+++ Extract to read

And the Lord spoke to Moses saying, say to the congregation, get away from the dwelling of Korah, Dathan and Abiram. So you're going to notice that these men's rebellion is going to cost them their life.
And it costs them their life as an example for us to pay close attention and learn the lesson of their sin. So Moses rose and went to Dathan and Abiram and the elders of Israel followed him. And he spoke to the congregation saying, Depart, please, from the tents of these wicked men.
Touch nothing of theirs lest you be swept away with all of their sins. So they got away from the dwelling of Korah, Dathan and Abiram. And Dathan and Abiram came out and stood at the door of their tents together with their wives, their sons and their little ones.
And Moses said, Hereby you shall know that Yahweh has sent me to do all these works and that it has not been of my own accord. If these men die, as all men die, or if they are visited by the fate of all mankind, then Yahweh has not sent me.
But if the Lord, Yahweh, creates something new and the ground opens its mouth and swallows them up with all that belongs to them and they go down alive into Sheol, then you shall know that these men have despised Yahweh.
And as soon as he had finished speaking,.
All these words, the ground under them split apart, the earth opened its mouth, swallowed them up with their households and all the people who belonged to Korah and their goods, so that they and all that belonged to them went down alive to Sheol.
And the earth closed over them and they perished from the midst of the assembly. And all of Israel who were around them fled at their cry, for they said, lest the earth swallows us up. Fire came out from Yahweh and consumed the 250 men offering the incense.
These are all the chiefs of Israel. And then Yahweh spoke to Moses and said, Tell Eliezer, the son of Aaron, the priest, to take up the censers out of the blaze, then scatter the fire far and wide, for they have become holy.

++++++

◆ Set exercise ◆
According to the passage about Korah's rebellion, what consumed the 250 men offering the incense? Rely only on the passage about Korah's rebellion for what comes next.

+++ Data provided

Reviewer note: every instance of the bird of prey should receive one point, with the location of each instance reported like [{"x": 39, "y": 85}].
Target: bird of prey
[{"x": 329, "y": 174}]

++++++

◆ Exercise response ◆
Fire that came out from Yahweh consumed them.